But that is not the religion of the Bible. The redemption brought about by Moses was not something that happened in the privacy of the soul. It was a political revolution, an event that changed the history of a people. They had been slaves in Egypt. Now they were free human beings, travelling through the desert on their way to their own land.

A free God wants the free worship of free human beings. That is the message the Bible sounds again and again through its verses. And because freedom is created or destroyed by the political system, God wants us to worship Him at least in part by die kind of society we build and the laws we enact. That is why the books of Moses are not just about miracles and revelation and faith. They contain laws, commandments and rules by which we build a just and free society.

God, as He speaks to us through the words of the Bible, asks us to take special care of the widow, the orphan and the stranger, those who are vulnerable and without power. He tells us to give part of what we produce to those in need and to cancel debts every seventh year so that no one becomes caught in the trap of poverty. These rules, first stated three thousand years ago, are still capable of moving us today even though we sometimes forget their origin in the story of the exodus.

■ GIVEN EXERCISE 1 ■
In the passage on the Bible and freedom, reproduce verbatim everything from "God, as He speaks" down to "of the exodus.".
■ GIVEN EXERCISE 2 ■
According to the passage on the Bible and freedom, how often are debts to be canceled?

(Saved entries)
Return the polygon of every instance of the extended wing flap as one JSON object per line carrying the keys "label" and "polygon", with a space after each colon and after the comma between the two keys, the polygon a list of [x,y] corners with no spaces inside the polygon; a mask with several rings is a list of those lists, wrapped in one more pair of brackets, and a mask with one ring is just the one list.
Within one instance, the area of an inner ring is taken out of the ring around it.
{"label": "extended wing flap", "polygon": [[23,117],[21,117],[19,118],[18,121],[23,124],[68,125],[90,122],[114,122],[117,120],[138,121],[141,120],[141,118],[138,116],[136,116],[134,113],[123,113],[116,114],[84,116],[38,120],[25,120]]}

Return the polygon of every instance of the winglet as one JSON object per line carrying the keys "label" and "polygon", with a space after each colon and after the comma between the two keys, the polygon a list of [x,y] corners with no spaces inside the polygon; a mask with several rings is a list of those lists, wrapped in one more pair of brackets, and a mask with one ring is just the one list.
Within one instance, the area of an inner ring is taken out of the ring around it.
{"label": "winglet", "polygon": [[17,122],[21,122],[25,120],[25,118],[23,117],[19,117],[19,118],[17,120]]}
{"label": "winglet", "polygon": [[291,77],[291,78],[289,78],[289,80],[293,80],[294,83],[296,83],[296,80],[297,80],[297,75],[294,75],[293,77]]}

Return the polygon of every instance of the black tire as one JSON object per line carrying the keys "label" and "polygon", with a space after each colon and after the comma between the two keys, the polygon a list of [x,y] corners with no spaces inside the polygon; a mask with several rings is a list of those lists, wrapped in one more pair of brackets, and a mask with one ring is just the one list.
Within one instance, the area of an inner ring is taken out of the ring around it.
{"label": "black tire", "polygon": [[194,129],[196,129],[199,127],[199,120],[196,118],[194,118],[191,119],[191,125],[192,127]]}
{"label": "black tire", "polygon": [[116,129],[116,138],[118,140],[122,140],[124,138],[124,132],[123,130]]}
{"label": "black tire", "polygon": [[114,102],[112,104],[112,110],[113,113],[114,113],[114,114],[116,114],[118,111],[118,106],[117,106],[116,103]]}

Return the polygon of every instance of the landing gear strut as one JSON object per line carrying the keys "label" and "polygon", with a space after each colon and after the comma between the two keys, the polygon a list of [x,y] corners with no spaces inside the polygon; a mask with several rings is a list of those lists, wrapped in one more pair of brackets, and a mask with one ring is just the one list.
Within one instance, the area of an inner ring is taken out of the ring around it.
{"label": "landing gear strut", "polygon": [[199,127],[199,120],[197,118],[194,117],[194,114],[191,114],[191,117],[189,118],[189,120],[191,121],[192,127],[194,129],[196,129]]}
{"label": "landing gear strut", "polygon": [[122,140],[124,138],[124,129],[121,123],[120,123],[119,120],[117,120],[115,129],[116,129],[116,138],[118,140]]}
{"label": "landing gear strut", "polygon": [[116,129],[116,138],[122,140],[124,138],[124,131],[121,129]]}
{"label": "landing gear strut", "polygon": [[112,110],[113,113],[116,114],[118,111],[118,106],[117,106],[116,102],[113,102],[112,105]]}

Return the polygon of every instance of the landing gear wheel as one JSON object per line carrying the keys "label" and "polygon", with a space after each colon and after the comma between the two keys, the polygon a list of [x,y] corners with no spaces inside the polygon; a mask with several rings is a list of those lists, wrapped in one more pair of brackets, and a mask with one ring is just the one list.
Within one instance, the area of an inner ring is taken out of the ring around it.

■ FINISHED ANSWER 1 ■
God, as He speaks to us through the words of the Bible, asks us to take special care of the widow, the orphan and the stranger, those who are vulnerable and without power. He tells us to give part of what we produce to those in need and to cancel debts every seventh year so that no one becomes caught in the trap of poverty. These rules, first stated three thousand years ago, are still capable of moving us today even though we sometimes forget their origin in the story of the exodus.

■ FINISHED ANSWER 2 ■
Every seventh year.